--- SELECTED EXCERPT ---
Panel on climate change headed by Rajendra Pachauri
OSLO/NEW DELHI: Former U.S. Vice President Al Gore and the U.N.'s Intergovernmental Panel on Climate Change jointly won the 2007 Nobel Peace Prize Friday for their efforts to spread awareness of man-made climate change and to lay the foundations for fighting it.
Gore, who won an Academy Award earlier this year for his film on global warming, ``An Inconvenient Truth,'' had been widely tipped to win the prize. The win is also likely add further fuel to a burgeoning movement in the United States for Gore to run for president in 2008, which he has so far said he does not plan to do.
Gore called the award meaningful because of his co-winner, calling the IPCC the ``world's pre-eminent scientific body devoted to improving our understanding of the climate crisis.''
He said that global warming was not a political issue but a worldwide crisis.
``We face a true planetary emergency. ... It is a moral and spiritual challenge to all of humanity,'' he said. ``It is also our greatest opportunity to lift global consciousness to a higher level.''
Gore said he planned to donate his share of the prize money to the Alliance for Climate Protection, a bipartisan nonprofit organization that is devoted to changing public opinion in the U.S. and around the world about the urgency of solving the climate crisis.
---
COMPLETE THE FOLLOWING:
A) Can you return the passage of the Nobel Peace Prize article, word for word, starting at "Gore called the" and ending at "solving the climate crisis."?
B) Could you supply the next part of the article about Gore and the climate panel sharing the Nobel Peace Prize, picking up after its last sentence?
--- SOURCE EXCERPT ---
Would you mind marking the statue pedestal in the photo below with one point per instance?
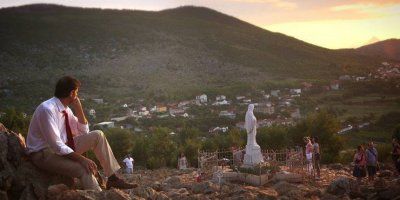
---
ANSWERS FOR THE EXERCISE:
A)
Gore called the award meaningful because of his co-winner, calling the IPCC the ``world's pre-eminent scientific body devoted to improving our understanding of the climate crisis.''
He said that global warming was not a political issue but a worldwide crisis.
``We face a true planetary emergency. ... It is a moral and spiritual challenge to all of humanity,'' he said. ``It is also our greatest opportunity to lift global consciousness to a higher level.''
Gore said he planned to donate his share of the prize money to the Alliance for Climate Protection, a bipartisan nonprofit organization that is devoted to changing public opinion in the U.S. and around the world about the urgency of solving the climate crisis.

B)
In its citation, the committed lauded Gore's ``strong commitment, reflected in political activity, lectures, films and books, has strengthened the struggle against climate change. He is probably the single individual who has done most to create greater worldwide understanding of the measures that need to be adopted.''
Ole Danbolt Mjoes, chairman of the prize committee, said the award should not be seen as singling out the administration of U.S. President George W. Bush for criticism.
But, in a nod to the 2008 elections, he said ``I am very much in support for all who support changes.''
``Al Gore has fought the environment battle even as vice president,'' Mjoes said. ``Many did not listen ... but he carried on.''
The last American to win the prize, or share it, was former U.S. President Jimmy Carter, who won it 2002.
In its citation, the committee said that Gore ``has for a long time been one of the world's leading environmentalist politicians'' and cited his awareness at an early stage ``of the climatic challenges the world is facing.
The committee cited the IPCC for its two decades of scientific reports that have ``created an ever-broader informed consensus about the connection between human activities and global warming. Thousands of scientists and officials from over 100 countries have collaborated to achieve greater certainty as to the scale of the warming.''
"a sense of urgency"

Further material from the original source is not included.